-- EXTRACT PROVIDED --
--

Oh and the advice about hiring a pro. I see this advice a lot for threesomes, and for me it doesn't actually seem like a good idea. Yes, you're acting out a fantasy, but it's a fantasy you're both into. And for me, I'd rather act out a fantasy with someone who is 100% into that fantasy, not being paid to act like she is. YMMV.

Don't ask your friends, in general. I've had threesomes with friends, but we were either really young (teenagers), or all queer, which makes for occasionally different friendship dynamics than you find in pretty vanilla hetero circles.
posted by feckless fecal fear mongering at 8:06 AM on March 14, 2014


Given the difficulty of finding single women interested in participating in this fantasy, it seems like one solution would be to find a couple that shares it and swap out - but of course, both you and your partner would have to be okay with you venturing "outside" to play the other couple's third. Not a scenario everyone would be comfortable with, but it's something to consider.
posted by pretentious illiterate at 8:09 AM on March 14, 2014


i agree with the advice of going with a professional. as a pansexual woman in a hetero marriage, were we to want a playmate, i'd probably go the pro route unless the exact right person fell in our laps.

--

-- GIVEN RECORDS --
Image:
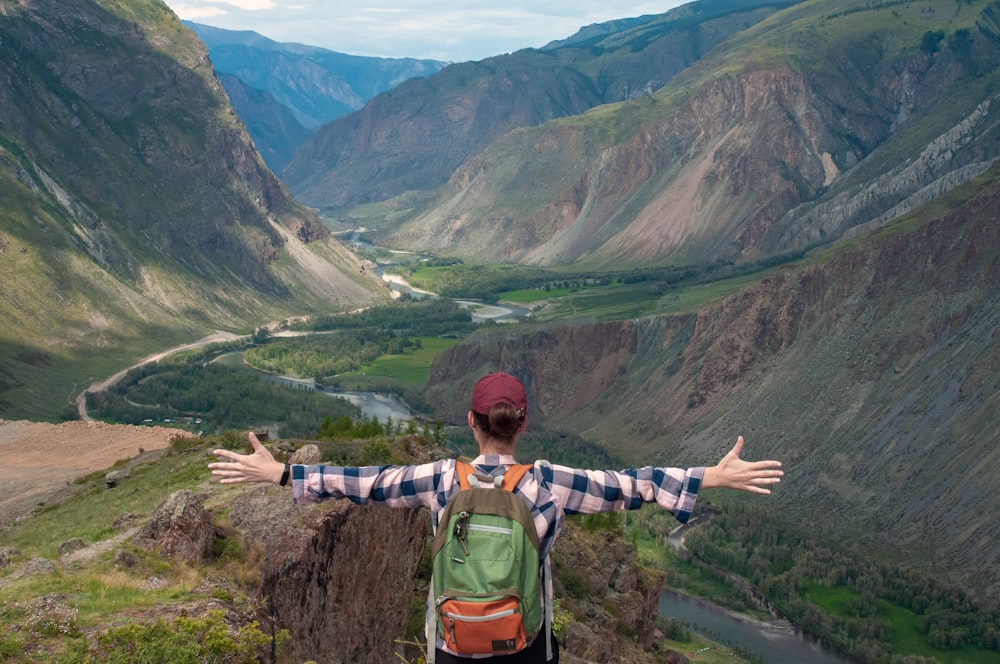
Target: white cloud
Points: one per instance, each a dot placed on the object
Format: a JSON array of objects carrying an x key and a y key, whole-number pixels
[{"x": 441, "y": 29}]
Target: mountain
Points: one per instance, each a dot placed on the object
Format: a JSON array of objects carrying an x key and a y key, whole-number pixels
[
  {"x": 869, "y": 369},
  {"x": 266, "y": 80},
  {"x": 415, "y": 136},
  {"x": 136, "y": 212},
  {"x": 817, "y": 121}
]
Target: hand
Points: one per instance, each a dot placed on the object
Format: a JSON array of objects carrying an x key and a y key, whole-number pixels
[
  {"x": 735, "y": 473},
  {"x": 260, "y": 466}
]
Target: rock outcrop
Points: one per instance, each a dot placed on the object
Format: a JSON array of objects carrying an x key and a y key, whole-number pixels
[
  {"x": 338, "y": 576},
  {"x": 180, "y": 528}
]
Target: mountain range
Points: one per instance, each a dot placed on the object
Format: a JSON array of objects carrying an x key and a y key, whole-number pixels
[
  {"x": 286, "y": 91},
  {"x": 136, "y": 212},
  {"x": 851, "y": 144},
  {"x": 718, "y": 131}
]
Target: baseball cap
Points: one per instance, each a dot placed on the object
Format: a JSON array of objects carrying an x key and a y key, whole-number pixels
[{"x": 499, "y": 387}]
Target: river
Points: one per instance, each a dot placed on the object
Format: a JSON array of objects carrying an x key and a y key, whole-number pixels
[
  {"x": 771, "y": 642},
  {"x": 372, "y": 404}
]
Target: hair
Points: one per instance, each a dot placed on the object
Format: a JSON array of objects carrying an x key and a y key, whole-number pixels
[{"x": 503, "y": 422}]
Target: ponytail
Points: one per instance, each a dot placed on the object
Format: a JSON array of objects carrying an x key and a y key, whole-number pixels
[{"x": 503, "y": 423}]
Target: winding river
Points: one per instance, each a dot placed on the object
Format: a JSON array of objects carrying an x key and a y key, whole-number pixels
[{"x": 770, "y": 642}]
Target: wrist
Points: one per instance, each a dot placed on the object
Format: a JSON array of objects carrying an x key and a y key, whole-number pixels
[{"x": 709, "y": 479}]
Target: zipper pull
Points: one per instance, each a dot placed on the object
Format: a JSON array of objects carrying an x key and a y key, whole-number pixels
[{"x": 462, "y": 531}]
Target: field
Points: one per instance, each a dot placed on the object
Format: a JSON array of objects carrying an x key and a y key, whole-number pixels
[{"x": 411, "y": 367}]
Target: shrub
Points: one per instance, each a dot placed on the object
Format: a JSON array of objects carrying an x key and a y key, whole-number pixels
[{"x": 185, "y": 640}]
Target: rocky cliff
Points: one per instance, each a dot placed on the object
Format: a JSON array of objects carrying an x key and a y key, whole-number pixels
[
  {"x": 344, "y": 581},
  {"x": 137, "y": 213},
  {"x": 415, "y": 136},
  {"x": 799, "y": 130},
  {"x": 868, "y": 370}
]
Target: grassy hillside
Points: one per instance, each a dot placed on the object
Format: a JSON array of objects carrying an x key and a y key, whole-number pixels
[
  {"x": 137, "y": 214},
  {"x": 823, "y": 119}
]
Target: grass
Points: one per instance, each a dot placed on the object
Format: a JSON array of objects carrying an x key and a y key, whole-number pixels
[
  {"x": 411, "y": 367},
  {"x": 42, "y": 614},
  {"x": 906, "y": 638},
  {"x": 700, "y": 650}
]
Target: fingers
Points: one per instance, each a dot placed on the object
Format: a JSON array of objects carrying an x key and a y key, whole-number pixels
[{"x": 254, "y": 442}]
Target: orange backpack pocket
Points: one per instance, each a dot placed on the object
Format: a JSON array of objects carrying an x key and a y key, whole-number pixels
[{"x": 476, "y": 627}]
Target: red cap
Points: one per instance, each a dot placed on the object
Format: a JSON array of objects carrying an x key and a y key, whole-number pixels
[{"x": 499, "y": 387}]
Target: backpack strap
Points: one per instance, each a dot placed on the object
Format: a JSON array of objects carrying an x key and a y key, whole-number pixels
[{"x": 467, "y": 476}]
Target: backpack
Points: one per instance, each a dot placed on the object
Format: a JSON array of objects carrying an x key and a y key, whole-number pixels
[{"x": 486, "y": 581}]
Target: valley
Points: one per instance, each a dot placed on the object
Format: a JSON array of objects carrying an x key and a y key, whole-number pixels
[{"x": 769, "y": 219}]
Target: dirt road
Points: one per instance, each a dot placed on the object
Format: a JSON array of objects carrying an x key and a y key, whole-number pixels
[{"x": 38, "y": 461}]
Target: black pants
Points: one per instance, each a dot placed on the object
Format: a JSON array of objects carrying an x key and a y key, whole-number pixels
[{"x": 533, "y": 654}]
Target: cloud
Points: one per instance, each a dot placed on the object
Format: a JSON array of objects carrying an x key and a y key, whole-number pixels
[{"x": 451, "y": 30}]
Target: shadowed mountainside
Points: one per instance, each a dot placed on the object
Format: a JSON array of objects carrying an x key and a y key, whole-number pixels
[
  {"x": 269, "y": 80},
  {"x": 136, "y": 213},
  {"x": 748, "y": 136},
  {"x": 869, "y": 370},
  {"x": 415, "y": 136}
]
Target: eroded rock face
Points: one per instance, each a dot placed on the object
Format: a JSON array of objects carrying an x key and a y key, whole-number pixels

--

-- TASK OBJECTIVE --
Decide whether each statement agrees with the threesome advice thread, answering yes or no and quoting the words that settle it: 1. The first poster prefers a partner who truly shares the fantasy over one who is paid. 2. The first poster has never had a threesome with friends. 3. The poster in a hetero marriage disagrees with going with a professional. The listing plays no part in this work.

-- ANSWER TO THE EXERCISE --
1. Yes: "I'd rather act out a fantasy with someone who is 100% into that fantasy, not being paid to act like she is."
2. No: "I've had threesomes with friends"
3. No: "i agree with the advice of going with a professional."